Required tasks:
(A) In the case summaries, which justice joined Justice Kourlis in concurring in the judgment only?
(B) Reproduce the part of the case summaries that begins at the words "CRS § 18-8-210.1, which" and stops after "People v. M.B.".

Selected extract:
* * *
Under the Nonprofit Corporation Act, the signature by a neighborhood association's president on a settlement agreement with a developer was not sufficient to bind the association's other members. Therefore, petitioner, another member of the association, did not contractually waive his First Amendment rights to petition and speak out against the developer's proposed development. The court held, consistent with precedent, that a motion to dismiss predicated on First Amendment immunity generally must be decided as a motion for summary judgment. The court also held that petitioner was entitled to attorney fees under C.R.S. § 13-17-201 because the tortious interference claim against him failed to state a claim under C.R.C.P. 12(b)(5). Justice Kourlis, joined by (who else?) Justice Coats, concurred in the judgment only. She concluded that the case should be dismissed under Rule 12(b)(5) and would not have reached other issues the majority addressed. Krystowiak v. W.O. Brisben Cos.

Exclusivity provision of Colorado Dissenters' Rights Act prohibits a challenge to corporate action except for a narrow exception for unlawful or fraudulent conduct. Therefore, a dissenting shareholder may not seek compensatory damages in addition to the statutory appraisal remedy when the complaint "boils down to nothing more than a complaint about stock price." Szaloczi v. John R. Behrmann Revocable Trust

Although the Colorado Constitution allocates general jurisdiction to the district courts, where matters of local and municipal concern are involved and those issues do not implicate statewide concerns, the constitution specifically provides for municipal court jurisdiction. The supreme court held that although the jurisdiction of the district court is affected by the municipal court jurisdiction, because the constitution provides for municipal court jurisdiction in these circumstances, such an effect is not prohibited. The Town of Frisco vested its municipal court with exclusive original jurisdiction over all matters arising under the Town Charter, ordinances, and other Town enactments. The supreme court concluded that the Town's grant of exclusive jurisdiction to the municipal court was a proper exercise of municipal authority under the Colorado Constitution. Therefore, a Rule 106 action in district court challenging the Town's approval of a conditional land use development was properly dismissed for lack of jurisdiction. The matter had to be heard in the municipal court in the first instance. Town of Frisco v. Baum

CRS § 18-8-210.1, which allows a subset of juvenile offenders to be charged with felony escape, does not violate the Colorado Constitution either facially or as applied to the juveniles defendants in this case. The trial court had ruled the statute unconstitutional on its face and as applied. The supreme court made absolute a rule to show cause, concluding "that section 18-8-210.1 does not conflict with [Colorado Constitution] article XVIII, section 4, because the statute's sole effect is to criminalize certain behavior (escape) when it is committed by an adjudicated juvenile delinquent who is confined because she committed an offense that would be a felony if committed by an adult. The power to criminalize such conduct lies firmly within the purview of the legislature, and absent a constitutional infirmity, we have no basis to interfere with that power." In re People v. M.B.
* * *
Data records:
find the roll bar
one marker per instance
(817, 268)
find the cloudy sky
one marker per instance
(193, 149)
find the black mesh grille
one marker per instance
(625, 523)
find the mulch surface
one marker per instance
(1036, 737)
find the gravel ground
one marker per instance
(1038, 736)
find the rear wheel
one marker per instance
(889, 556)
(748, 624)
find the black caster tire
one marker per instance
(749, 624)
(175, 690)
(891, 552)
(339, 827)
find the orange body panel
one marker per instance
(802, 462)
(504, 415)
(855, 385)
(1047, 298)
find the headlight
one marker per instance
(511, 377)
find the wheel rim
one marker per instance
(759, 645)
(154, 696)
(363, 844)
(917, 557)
* * *
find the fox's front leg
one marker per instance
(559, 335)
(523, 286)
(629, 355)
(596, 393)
* * *
Results in order:
(A) Justice Coats

(B)
CRS § 18-8-210.1, which allows a subset of juvenile offenders to be charged with felony escape, does not violate the Colorado Constitution either facially or as applied to the juveniles defendants in this case. The trial court had ruled the statute unconstitutional on its face and as applied. The supreme court made absolute a rule to show cause, concluding "that section 18-8-210.1 does not conflict with [Colorado Constitution] article XVIII, section 4, because the statute's sole effect is to criminalize certain behavior (escape) when it is committed by an adjudicated juvenile delinquent who is confined because she committed an offense that would be a felony if committed by an adult. The power to criminalize such conduct lies firmly within the purview of the legislature, and absent a constitutional infirmity, we have no basis to interfere with that power." In re People v. M.B.